(Data shown)
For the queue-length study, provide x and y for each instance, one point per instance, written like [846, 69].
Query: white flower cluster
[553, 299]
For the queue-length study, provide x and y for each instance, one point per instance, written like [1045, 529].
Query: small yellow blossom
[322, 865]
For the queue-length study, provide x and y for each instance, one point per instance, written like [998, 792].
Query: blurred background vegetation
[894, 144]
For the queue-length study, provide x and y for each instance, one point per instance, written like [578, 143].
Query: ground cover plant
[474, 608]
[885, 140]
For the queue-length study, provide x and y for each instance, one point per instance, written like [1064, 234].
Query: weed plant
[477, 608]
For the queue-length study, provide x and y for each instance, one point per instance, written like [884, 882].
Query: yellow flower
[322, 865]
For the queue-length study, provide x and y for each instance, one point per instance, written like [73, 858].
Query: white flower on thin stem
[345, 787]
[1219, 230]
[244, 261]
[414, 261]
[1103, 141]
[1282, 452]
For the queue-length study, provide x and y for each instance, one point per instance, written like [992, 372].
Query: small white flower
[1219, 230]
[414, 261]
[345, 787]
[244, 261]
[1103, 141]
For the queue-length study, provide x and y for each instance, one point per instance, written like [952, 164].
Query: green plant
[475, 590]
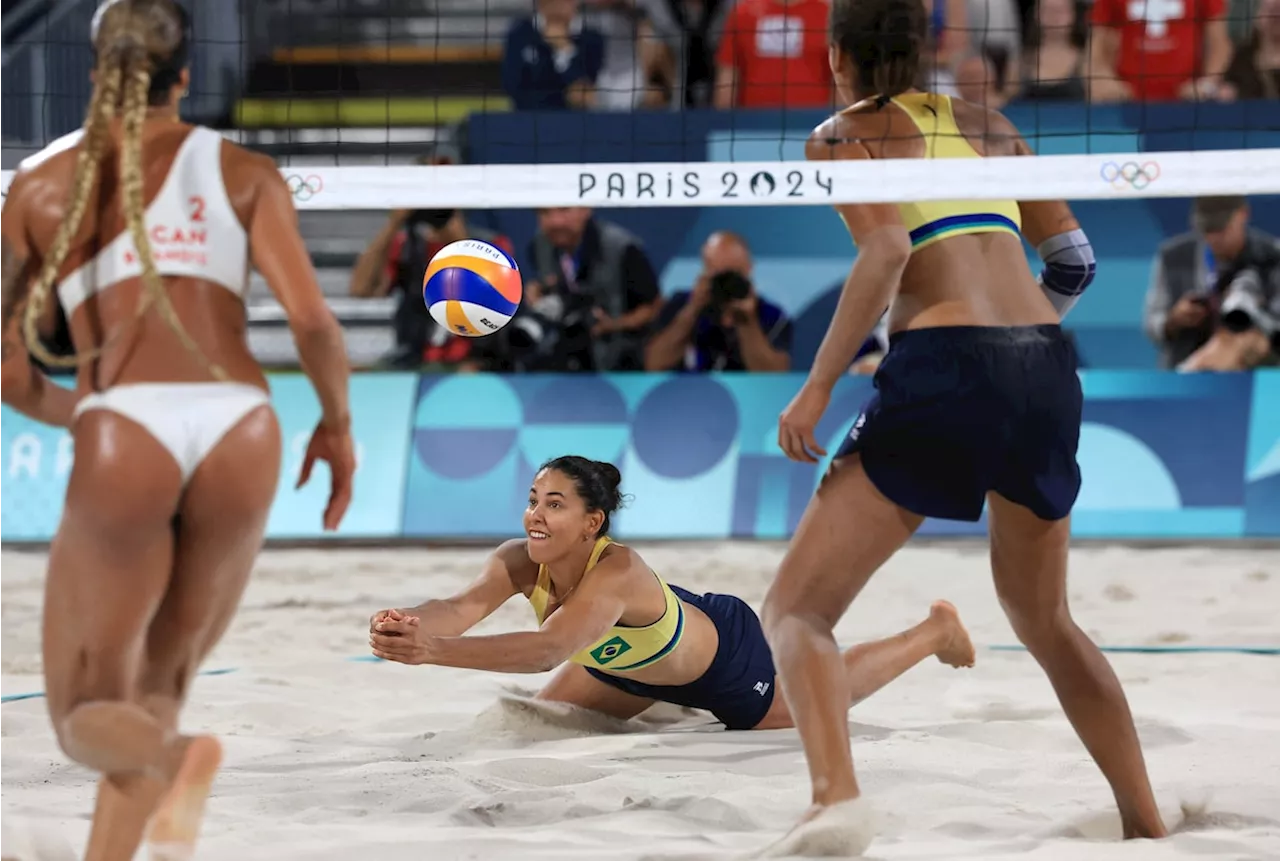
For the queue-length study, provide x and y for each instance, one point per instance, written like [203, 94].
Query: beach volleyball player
[147, 228]
[977, 401]
[621, 636]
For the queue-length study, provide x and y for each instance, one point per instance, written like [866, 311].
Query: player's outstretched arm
[455, 616]
[883, 250]
[1051, 228]
[594, 608]
[22, 385]
[280, 256]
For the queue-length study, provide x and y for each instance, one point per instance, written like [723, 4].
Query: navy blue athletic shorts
[739, 685]
[960, 411]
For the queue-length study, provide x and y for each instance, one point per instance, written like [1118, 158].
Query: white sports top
[195, 232]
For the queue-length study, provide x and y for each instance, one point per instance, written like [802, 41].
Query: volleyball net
[682, 102]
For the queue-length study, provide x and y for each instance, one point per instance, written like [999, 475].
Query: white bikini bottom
[188, 418]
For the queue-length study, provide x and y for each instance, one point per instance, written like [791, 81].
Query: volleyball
[472, 288]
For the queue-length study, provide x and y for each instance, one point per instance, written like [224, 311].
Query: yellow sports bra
[621, 647]
[933, 221]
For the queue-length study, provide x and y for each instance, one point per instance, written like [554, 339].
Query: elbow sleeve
[1069, 269]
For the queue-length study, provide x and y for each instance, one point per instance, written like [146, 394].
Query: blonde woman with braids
[144, 229]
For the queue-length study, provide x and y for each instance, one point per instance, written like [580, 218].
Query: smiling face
[557, 520]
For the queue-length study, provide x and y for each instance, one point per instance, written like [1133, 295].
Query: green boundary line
[362, 113]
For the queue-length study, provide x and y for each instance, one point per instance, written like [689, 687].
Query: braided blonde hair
[128, 36]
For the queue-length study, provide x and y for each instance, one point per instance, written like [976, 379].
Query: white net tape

(Work to do) Repeat, character for character, the lines from the one that holds "like [580, 218]." to the final line of the material, inclusive, and no other lines.

(Expected output)
For the queue-length study, provide x and y for each instance, one point per instance, written like [580, 218].
Query: smiling face
[557, 520]
For the queue-length study, provide x and y for each instance, one point per instance, written like [1133, 295].
Query: green boundary line
[362, 113]
For the queue-length study, provide x and y for each instance, one point per instance, written like [689, 687].
Query: braided blonde hair
[128, 36]
For the queue-length study, provide x and y for each instance, one point per instance, written like [976, 379].
Query: white net tape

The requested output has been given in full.